───── Texto citado
No horário reservado à instrução, na
noite de 14 de julho de 1955, nosso conjunto recolheu expressiva mensagem do
irmão G., inserta neste capítulo, em que nos informa quanto aos seus primeiros
instantes na Vida Espiritual.
Cabe-nos esclarecer que o comunicante,
político e administrador de méritos indiscutíveis, recentemente desencarnado,
esteve antes em nossa casa de preces, sob a custódia dos amigos espirituais que
lhe amparavam a recuperação necessária e justa.
Mostrava-se, então, enfermiço e
indisposto, mas a breve tempo, retemperado e fortalecido, retornou ao nosso
templo, onde nos forneceu as valiosas impressões que passamos a transcrever.
Meus
amigos:
Recordando
aquele rico da parábola evangélica que não obteve permissão para tornar ao
círculo doméstico, depois da morte, compreendo hoje perfeitamente a justeza da
proibição que lhe frustrou o propósito, porque, sem sombra de dúvida, ninguém
no mundo lhe daria crédito à palavra.
──────────
Detalhes da tarefa ▸ Reproduza sem alterações, do texto sobre a mensagem do irmão G., tudo o que vai de "No horário reservado" até "necessária e justa.".
───── Linhas fornecidas
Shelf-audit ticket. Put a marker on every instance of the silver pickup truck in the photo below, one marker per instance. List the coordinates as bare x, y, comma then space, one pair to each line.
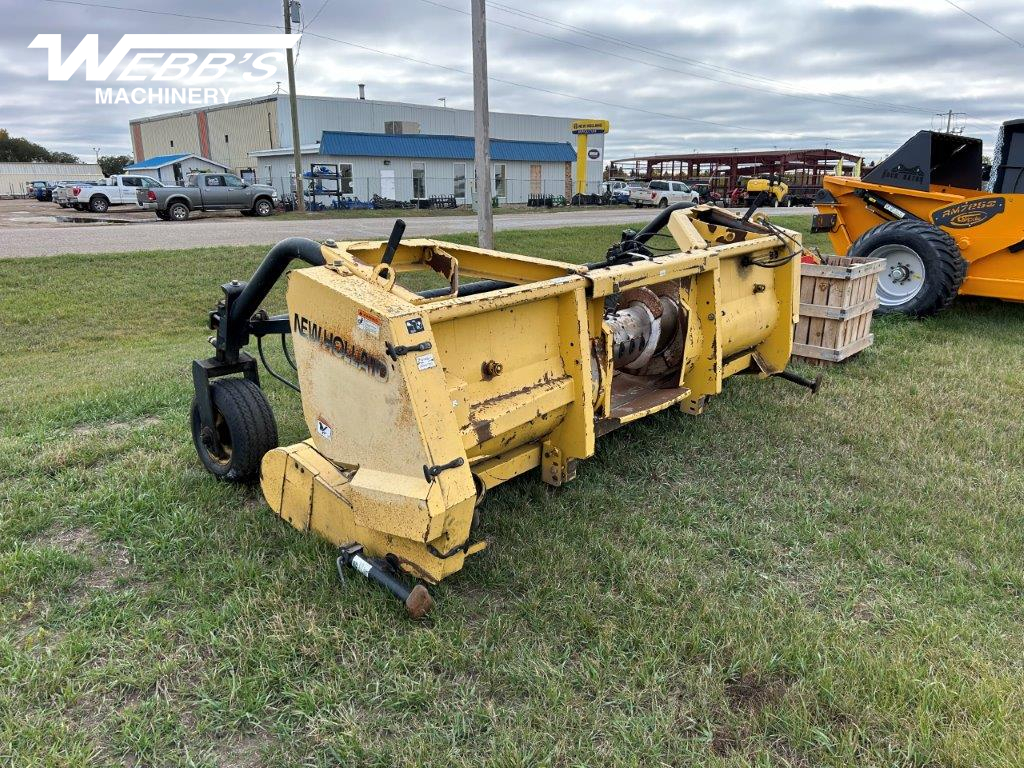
209, 192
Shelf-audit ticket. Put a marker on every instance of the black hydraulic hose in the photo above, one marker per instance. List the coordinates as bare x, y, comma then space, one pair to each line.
269, 271
470, 289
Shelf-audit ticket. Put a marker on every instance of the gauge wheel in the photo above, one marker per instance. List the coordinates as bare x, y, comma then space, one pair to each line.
244, 430
924, 267
177, 212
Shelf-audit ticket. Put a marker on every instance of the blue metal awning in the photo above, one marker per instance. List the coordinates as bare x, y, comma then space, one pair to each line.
342, 143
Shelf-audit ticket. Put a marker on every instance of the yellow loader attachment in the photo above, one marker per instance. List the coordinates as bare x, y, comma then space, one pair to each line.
419, 402
926, 210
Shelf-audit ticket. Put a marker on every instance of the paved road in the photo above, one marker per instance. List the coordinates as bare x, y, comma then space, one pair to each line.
23, 242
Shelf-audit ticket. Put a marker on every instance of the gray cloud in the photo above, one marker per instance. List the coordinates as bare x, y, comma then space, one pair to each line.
857, 75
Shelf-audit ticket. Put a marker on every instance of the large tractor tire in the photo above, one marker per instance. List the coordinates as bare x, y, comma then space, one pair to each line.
245, 429
924, 267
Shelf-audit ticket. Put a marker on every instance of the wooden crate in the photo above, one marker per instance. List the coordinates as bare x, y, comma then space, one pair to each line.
837, 299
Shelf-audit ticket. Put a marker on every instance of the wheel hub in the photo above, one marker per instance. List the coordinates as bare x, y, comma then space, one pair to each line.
903, 278
900, 273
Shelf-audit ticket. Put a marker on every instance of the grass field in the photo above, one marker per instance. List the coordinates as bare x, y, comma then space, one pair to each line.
783, 581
──────────
Saída esperada ▸
No horário reservado à instrução, na
noite de 14 de julho de 1955, nosso conjunto recolheu expressiva mensagem do
irmão G., inserta neste capítulo, em que nos informa quanto aos seus primeiros
instantes na Vida Espiritual.
Cabe-nos esclarecer que o comunicante,
político e administrador de méritos indiscutíveis, recentemente desencarnado,
esteve antes em nossa casa de preces, sob a custódia dos amigos espirituais que
lhe amparavam a recuperação necessária e justa.